Selection →
=======

I screenshotted this and then accidentally refreshed the browser. The website loaded a new puzzle so I lost the answer. The goal is to gain a piece.

Your knight starts at e4.

If I move it to g3 or f2 I lose the knight.

If I move it to d2 I lose the knight and help the opponent develop their pieces.

If I move it to c3 I trade a knight for a knight. That doesn't win me material.

By moving it to c5 I trap the bishop. No matter what space it moves to next turn, it's dead. This gains me material. I think this is a good answer, and the best one I can see. I tried this and it said that wasn't the answer???

I considered moving my f8 bishop to c5 and then moving my knight to f2 to fork their queen and rook, but if I move my bishop this turn, they just take my knight with their knight to prevent the fork.

I could move my queen to put their king in check, but that develops the queen to early and doesn't win me anything. They just block with a pawn and I waste a turn.

Doomed_Noob

https://i.ibb.co/20KQ6nFp/image-2025-06-12-084354803.png

SuryaVS
The move is Qc5+! If g3 nxg3 hxg3 qxh1 and you ar a exchange up.
Doomed_Noob

The queen can't move to c5. That's not a square in a straight line that the queen can move to.

magipi

The guy means Qh4+. I have no idea how that became Qc5, h and c aren't even close to each other on any keyboard.

Qh4+ indeed is the solution, that's a pretty common pattern in puzzles.

Your analysis was bad to begin with. Nc5 doesn't win you material either, you just trade a knight for a bishop.

Doomed_Noob

Levi Rossman has said if you can trade a knight for a bishop it gives you an advantage in the endgame because you're up a bishop. They aren't the same thing even if they count for the same number of points. It's preferable to have a bishop than a knight.

magipi
Doomed_Noob wrote:

Levi Rossman has said if you can trade a knight for a bishop it gives you an advantage in the endgame because you're up a bishop. They aren't the same thing even if they count for the same number of points. It's preferable to have a bishop than a knight.

Without knowing the video, I'd assume he was probably joking. No way he really tried to suggest that a bishop against the knight is "up a bishop". A bishop is slightly better than a knight on average. It all depends on the position.

Qh4+ (and then 2. g3 Nxg3 3. hxg3 Qxg1) however wins an exchange and a pawn.

=======

Available data →
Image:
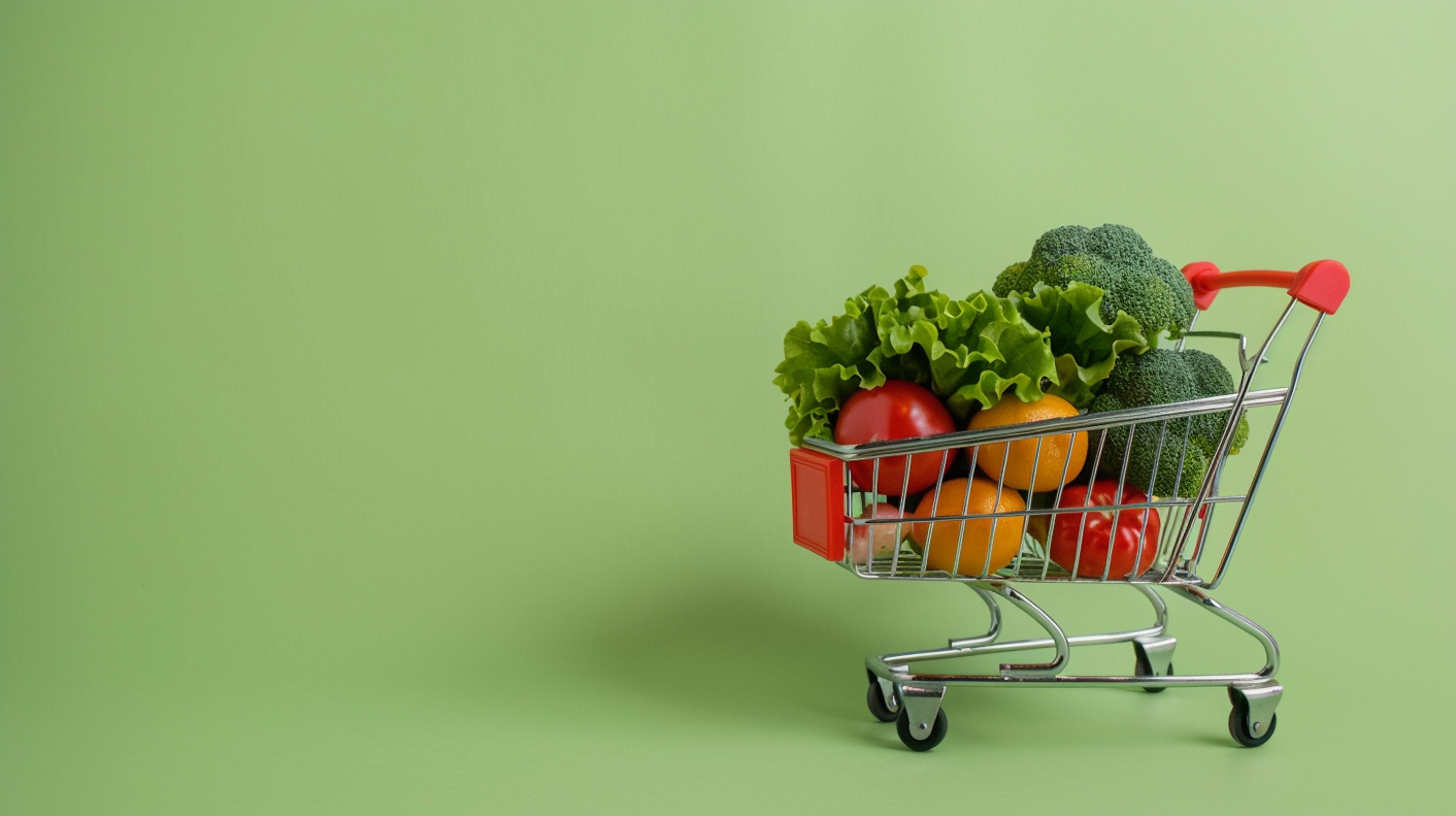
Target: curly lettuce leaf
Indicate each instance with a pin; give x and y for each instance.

=======

Reproduce word for word the passage of the chess puzzle thread above that begins at the words "https://i.ibb.co/20KQ6nFp/image-2025-06-12-084354803.png" and ends after "pattern in puzzles.".

Answer →
https://i.ibb.co/20KQ6nFp/image-2025-06-12-084354803.png

SuryaVS
The move is Qc5+! If g3 nxg3 hxg3 qxh1 and you ar a exchange up.
Doomed_Noob

The queen can't move to c5. That's not a square in a straight line that the queen can move to.

magipi

The guy means Qh4+. I have no idea how that became Qc5, h and c aren't even close to each other on any keyboard.

Qh4+ indeed is the solution, that's a pretty common pattern in puzzles.